▸ Task item:
Word for word, restate the entries that follow.

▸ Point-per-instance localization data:

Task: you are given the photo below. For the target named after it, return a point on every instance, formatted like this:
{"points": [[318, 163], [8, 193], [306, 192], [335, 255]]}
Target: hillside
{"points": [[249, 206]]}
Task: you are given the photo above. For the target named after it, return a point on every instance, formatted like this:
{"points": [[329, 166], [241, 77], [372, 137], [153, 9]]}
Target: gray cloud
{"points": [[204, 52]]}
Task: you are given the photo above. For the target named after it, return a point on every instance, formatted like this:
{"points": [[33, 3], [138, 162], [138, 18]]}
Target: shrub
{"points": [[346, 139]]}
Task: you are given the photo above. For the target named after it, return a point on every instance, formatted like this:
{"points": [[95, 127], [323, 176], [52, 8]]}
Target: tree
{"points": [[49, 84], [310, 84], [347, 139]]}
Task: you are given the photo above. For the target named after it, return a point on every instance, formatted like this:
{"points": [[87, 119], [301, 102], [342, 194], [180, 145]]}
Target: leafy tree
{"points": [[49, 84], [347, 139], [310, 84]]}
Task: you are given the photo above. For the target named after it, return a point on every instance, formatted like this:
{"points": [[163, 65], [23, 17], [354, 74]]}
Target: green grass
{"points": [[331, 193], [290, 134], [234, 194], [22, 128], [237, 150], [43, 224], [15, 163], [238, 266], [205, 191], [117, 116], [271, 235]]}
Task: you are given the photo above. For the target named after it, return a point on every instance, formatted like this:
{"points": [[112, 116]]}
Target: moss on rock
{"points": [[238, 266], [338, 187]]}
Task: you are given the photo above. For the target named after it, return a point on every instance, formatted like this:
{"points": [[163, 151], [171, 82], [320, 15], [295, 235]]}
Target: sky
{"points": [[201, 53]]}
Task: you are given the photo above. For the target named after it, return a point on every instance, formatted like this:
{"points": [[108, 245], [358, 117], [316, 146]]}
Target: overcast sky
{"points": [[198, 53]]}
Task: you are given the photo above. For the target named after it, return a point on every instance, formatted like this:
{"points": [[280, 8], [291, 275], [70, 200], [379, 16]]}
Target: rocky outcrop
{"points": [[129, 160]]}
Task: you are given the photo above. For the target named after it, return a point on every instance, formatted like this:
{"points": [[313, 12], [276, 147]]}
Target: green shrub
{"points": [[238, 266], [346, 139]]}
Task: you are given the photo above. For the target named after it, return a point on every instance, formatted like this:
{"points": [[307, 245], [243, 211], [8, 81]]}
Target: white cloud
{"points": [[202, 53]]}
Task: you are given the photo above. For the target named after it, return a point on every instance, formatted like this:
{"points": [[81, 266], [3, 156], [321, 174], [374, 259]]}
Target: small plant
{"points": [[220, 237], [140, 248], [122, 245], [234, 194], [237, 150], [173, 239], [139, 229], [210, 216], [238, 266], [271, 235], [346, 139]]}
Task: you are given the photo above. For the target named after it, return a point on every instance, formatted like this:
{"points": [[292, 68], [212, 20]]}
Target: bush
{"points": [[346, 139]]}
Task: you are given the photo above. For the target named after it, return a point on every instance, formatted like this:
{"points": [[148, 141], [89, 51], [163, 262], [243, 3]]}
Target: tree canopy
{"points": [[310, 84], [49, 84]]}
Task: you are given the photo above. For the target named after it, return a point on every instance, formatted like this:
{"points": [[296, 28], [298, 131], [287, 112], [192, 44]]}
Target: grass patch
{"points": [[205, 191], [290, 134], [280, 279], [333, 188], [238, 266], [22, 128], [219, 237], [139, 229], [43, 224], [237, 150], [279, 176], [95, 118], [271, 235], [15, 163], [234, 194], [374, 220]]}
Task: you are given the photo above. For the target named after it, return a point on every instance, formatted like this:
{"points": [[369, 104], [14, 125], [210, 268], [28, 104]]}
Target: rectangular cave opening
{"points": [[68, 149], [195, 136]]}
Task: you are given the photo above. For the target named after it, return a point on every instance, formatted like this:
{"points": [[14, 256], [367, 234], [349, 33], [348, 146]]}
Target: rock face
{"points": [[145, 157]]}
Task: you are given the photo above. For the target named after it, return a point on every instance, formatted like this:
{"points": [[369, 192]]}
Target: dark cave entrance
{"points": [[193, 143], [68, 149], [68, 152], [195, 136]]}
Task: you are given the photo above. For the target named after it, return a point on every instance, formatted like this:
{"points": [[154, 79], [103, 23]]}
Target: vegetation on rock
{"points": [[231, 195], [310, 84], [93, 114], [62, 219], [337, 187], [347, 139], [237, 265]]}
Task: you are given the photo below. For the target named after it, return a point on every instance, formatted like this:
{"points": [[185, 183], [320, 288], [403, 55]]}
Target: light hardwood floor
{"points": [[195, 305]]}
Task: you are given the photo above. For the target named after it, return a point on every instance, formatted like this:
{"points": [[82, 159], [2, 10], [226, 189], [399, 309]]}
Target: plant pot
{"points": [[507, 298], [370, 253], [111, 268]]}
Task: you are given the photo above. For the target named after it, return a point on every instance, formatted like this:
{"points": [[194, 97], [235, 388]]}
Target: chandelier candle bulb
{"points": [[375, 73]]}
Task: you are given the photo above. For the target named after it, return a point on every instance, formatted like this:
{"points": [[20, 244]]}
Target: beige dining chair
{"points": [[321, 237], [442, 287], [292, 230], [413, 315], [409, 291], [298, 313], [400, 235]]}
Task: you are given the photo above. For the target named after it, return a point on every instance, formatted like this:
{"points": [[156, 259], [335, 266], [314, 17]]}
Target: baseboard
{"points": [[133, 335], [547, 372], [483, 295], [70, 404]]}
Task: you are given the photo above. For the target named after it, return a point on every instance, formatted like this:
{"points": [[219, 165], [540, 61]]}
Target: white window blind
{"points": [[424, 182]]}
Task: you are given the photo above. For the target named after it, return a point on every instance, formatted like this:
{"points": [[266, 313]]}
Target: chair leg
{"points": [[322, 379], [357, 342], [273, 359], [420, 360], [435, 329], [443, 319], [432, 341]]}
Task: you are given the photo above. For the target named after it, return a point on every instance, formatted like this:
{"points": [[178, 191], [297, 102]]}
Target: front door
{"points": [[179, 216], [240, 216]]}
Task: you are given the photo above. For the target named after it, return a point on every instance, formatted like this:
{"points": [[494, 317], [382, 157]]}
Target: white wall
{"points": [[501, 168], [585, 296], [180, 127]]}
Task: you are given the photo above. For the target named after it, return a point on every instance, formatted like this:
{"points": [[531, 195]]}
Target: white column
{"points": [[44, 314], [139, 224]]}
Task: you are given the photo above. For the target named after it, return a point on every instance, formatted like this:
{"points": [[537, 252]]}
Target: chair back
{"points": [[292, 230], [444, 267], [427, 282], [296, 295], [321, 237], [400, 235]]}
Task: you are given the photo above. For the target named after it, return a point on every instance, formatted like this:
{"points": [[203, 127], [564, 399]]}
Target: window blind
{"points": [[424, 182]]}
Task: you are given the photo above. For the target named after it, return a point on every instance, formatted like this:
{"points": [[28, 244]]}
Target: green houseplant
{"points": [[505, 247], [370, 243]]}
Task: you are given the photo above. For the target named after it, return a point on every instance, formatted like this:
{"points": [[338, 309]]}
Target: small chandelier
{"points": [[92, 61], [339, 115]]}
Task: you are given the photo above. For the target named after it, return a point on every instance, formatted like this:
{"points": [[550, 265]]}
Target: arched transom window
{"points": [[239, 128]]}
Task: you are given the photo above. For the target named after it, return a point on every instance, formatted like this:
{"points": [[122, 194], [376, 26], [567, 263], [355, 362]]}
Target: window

▸ Solution for this problem:
Task: you are given the photo below. For the target named after it, return a point on every instance, formatted like this:
{"points": [[318, 163], [8, 193], [306, 192], [335, 255]]}
Target: hillside
{"points": [[249, 206]]}
Task: you are given the photo above. For the target named after it, return a point on every instance, formatted like this:
{"points": [[329, 166], [241, 77], [372, 137], [153, 9]]}
Target: gray cloud
{"points": [[204, 52]]}
Task: you are given the photo above. For the target named after it, return a point on every instance, formatted like this:
{"points": [[33, 3], [138, 162], [138, 18]]}
Target: shrub
{"points": [[346, 139]]}
Task: you are given the photo above. For the target named after it, return a point on every instance, formatted like this:
{"points": [[95, 127], [323, 176], [52, 8]]}
Target: tree
{"points": [[49, 84], [310, 84], [347, 139]]}
Task: you are given the photo above. For the target named after it, return a point on every instance, formatted like this:
{"points": [[87, 119], [301, 102], [342, 194], [180, 145]]}
Target: leafy tree
{"points": [[49, 84], [347, 139], [310, 84]]}
Task: you are given the photo above. For the target named after it, return a point on every instance, formatted like this:
{"points": [[163, 65], [23, 17], [354, 74]]}
Target: green grass
{"points": [[331, 193], [290, 134], [234, 194], [22, 128], [237, 150], [43, 224], [15, 163], [238, 266], [205, 191], [117, 116], [271, 235]]}
Task: you are given the photo above. For the target named after it, return a point on every instance, formatted like this:
{"points": [[112, 116]]}
Target: moss on rock
{"points": [[238, 266], [338, 187]]}
Task: you are given the photo above. For the target named after it, return a point on every instance, formatted like this:
{"points": [[163, 151], [171, 82], [320, 15], [295, 235]]}
Target: sky
{"points": [[201, 53]]}
Task: you are given the photo above. For the target named after it, return a point on every instance, formatted like this:
{"points": [[108, 245], [358, 117], [316, 146]]}
Target: overcast sky
{"points": [[198, 53]]}
Task: you are given the photo above. For the target named after it, return a point on every instance, formatted like this:
{"points": [[280, 8], [291, 275], [70, 200], [379, 16]]}
Target: rocky outcrop
{"points": [[129, 160]]}
Task: you are given the photo above. For the target named after it, return a point on every instance, formatted like this:
{"points": [[313, 12], [276, 147]]}
Target: green shrub
{"points": [[238, 266], [346, 139]]}
Task: you are given the photo above. For the target named after it, return a point on every instance, formatted like this:
{"points": [[307, 245], [243, 211], [8, 81]]}
Target: white cloud
{"points": [[202, 53]]}
Task: you are given the photo above. For the target named after it, return a point on every instance, formatted like this:
{"points": [[81, 266], [3, 156], [321, 174], [374, 259]]}
Target: small plant
{"points": [[220, 237], [140, 248], [122, 245], [234, 194], [237, 150], [173, 239], [139, 229], [210, 216], [238, 266], [271, 235], [346, 139]]}
Task: you are given the photo above. For the target named after it, return a point on every instance, formatted like this:
{"points": [[292, 68], [212, 20]]}
Target: bush
{"points": [[346, 139]]}
Task: you are given the photo above. For the target named after it, return a point on every instance, formatted like this:
{"points": [[148, 141], [89, 51], [163, 262], [243, 3]]}
Target: tree canopy
{"points": [[310, 84], [49, 84]]}
Task: you are given the photo above. For the target named after it, return a point on every instance, formatted like this:
{"points": [[296, 28], [298, 131], [287, 112], [192, 44]]}
Target: grass patch
{"points": [[205, 191], [290, 134], [280, 279], [333, 188], [238, 266], [22, 128], [219, 237], [139, 229], [43, 224], [237, 150], [279, 176], [95, 118], [271, 235], [15, 163], [234, 194], [374, 220]]}
Task: you are given the photo above. For the target named after it, return a point on every instance, formatted like this:
{"points": [[369, 104], [14, 125], [210, 268], [28, 104]]}
Target: rectangular cave opening
{"points": [[68, 149], [195, 136]]}
Task: you are given the photo above. For the target named after it, return a point on every instance, formatted like this:
{"points": [[14, 256], [367, 234], [349, 33], [348, 146]]}
Target: rock face
{"points": [[145, 157]]}
Task: you are given the photo above. For the target named after it, return a point on every instance, formatted like this:
{"points": [[369, 192]]}
Target: dark cave entrance
{"points": [[193, 143], [68, 149], [68, 152], [195, 136]]}
Task: you are given the photo above. For the target named after it, return a point on every instance, formatted like this:
{"points": [[154, 79], [103, 23]]}
Target: vegetation on rock
{"points": [[231, 195], [310, 84], [93, 114], [62, 219], [337, 187], [347, 139], [237, 265]]}
Task: you are given the photo below. For the target named after it, return a point on every instance, formatted like this:
{"points": [[185, 183], [320, 288], [403, 55]]}
Target: light hardwood floor
{"points": [[195, 305]]}
Task: you are given the photo above. For the target named after it, return a point on every instance, formatted like this:
{"points": [[82, 159], [2, 10], [226, 189], [399, 309]]}
Target: plant pot
{"points": [[507, 298], [370, 253], [111, 268]]}
Task: you are given the photo above. For the target named after it, return a point on every instance, formatted like this:
{"points": [[194, 97], [235, 388]]}
Target: chandelier candle bulb
{"points": [[375, 73]]}
Task: you are given the photo above. For the target named after it, return a point on every instance, formatted like this:
{"points": [[20, 244]]}
Target: beige dining chair
{"points": [[321, 237], [442, 287], [292, 230], [413, 315], [409, 291], [298, 313], [400, 235]]}
Task: you are given the photo above. For the target named after it, return a point on every instance, formatted like this:
{"points": [[156, 259], [335, 266], [314, 17]]}
Target: baseboard
{"points": [[133, 335], [547, 372], [483, 295], [70, 404]]}
Task: you are given the photo above. For the target named after it, return a point on every instance, formatted like this:
{"points": [[219, 165], [540, 61]]}
Target: white window blind
{"points": [[424, 182]]}
Task: you are given the photo above. For the target named after it, return a point on every instance, formatted like this:
{"points": [[266, 313]]}
Target: chair leg
{"points": [[322, 379], [357, 342], [273, 359], [420, 360], [435, 329], [443, 319], [432, 341]]}
Task: you are given the photo above. For the target named after it, return a point on every instance, formatted like this:
{"points": [[178, 191], [297, 102]]}
Target: front door
{"points": [[179, 216], [240, 216]]}
Task: you are given the photo above. For the target named after it, return a point on every instance, formatted like this:
{"points": [[494, 317], [382, 157]]}
Target: white wall
{"points": [[501, 168], [585, 296], [180, 127]]}
Task: you are given the photo above. For the target named after it, return a point on every instance, formatted like this:
{"points": [[531, 195]]}
Target: white column
{"points": [[44, 314], [139, 224]]}
Task: you are given the photo above. For the target named after it, return a point on every instance, formatted like this:
{"points": [[537, 252]]}
Target: chair back
{"points": [[292, 230], [444, 267], [427, 282], [296, 295], [321, 237], [400, 235]]}
Task: you are given the photo above. For the target named after it, return a point on every instance, formatted like this:
{"points": [[203, 127], [564, 399]]}
Target: window blind
{"points": [[424, 182]]}
Task: you are given the photo above. For the target named after it, return a point on every instance, formatted like this:
{"points": [[28, 244]]}
Target: green houseplant
{"points": [[505, 247], [370, 243]]}
Task: you are given the photo above. For the target named after it, return a point on every instance, formatted like this:
{"points": [[338, 309]]}
Target: small chandelier
{"points": [[92, 61], [339, 115]]}
Task: you are given the photo above. For the target named after it, return a point on every instance, formatted like this:
{"points": [[550, 265]]}
Target: arched transom window
{"points": [[239, 128]]}
Task: you are given the photo above. For the target named after it, return a point on every instance, formatted like this:
{"points": [[122, 194], [376, 26], [567, 263], [355, 362]]}
Target: window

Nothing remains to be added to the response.